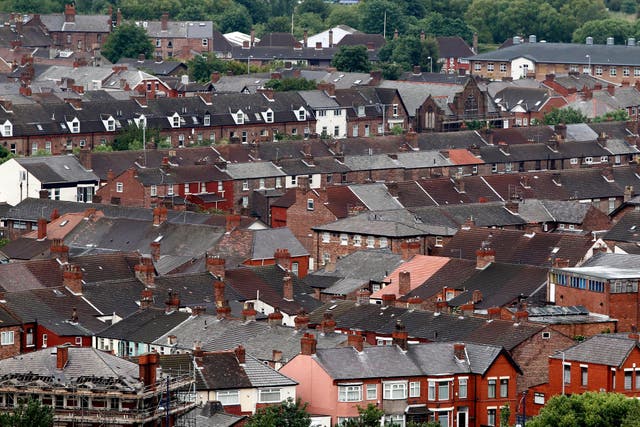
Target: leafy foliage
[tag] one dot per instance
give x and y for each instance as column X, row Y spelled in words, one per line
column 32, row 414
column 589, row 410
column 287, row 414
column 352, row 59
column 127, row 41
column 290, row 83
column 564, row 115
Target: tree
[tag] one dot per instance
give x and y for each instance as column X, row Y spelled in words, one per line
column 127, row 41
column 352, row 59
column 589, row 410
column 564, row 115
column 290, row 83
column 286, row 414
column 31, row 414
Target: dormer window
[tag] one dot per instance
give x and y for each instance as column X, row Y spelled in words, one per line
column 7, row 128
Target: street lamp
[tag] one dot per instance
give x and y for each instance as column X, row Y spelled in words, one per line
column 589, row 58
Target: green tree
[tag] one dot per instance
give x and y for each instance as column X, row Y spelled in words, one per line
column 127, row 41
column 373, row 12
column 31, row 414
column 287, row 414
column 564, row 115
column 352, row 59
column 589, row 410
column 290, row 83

────────────────────────────────────────

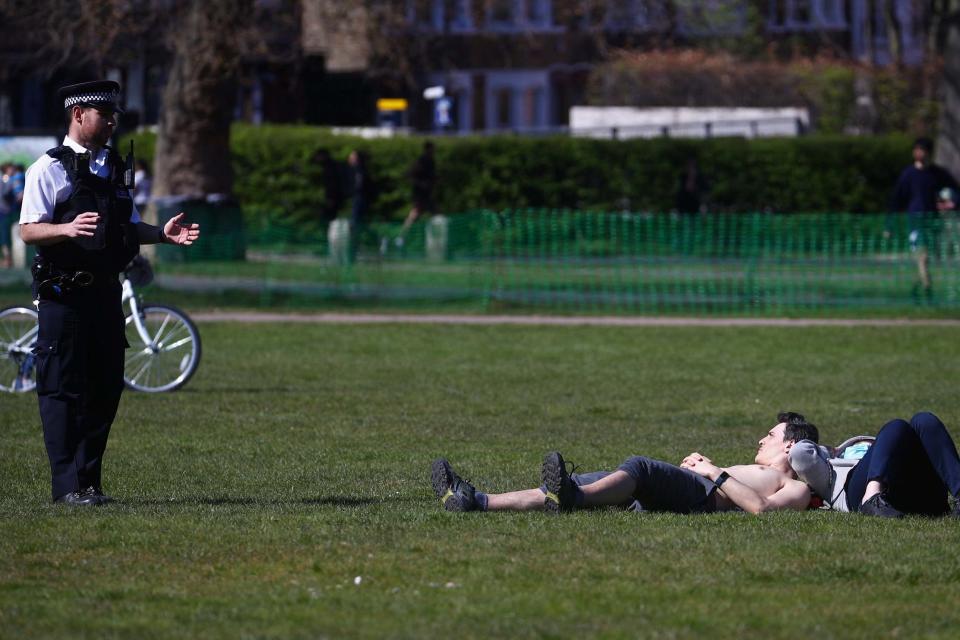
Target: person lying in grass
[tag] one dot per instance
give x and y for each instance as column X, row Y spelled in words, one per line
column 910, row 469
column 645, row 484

────────────────────────────────────────

• [Goal] Could you copy, word for word, the lines that begin at the one containing "Target: street lamp" and stop after the one containing "column 589, row 58", including both of those lines?

• [Result below]
Target: street lamp
[tag] one dot per instance
give x and y for each instance as column X, row Y spelled in words, one per line
column 589, row 58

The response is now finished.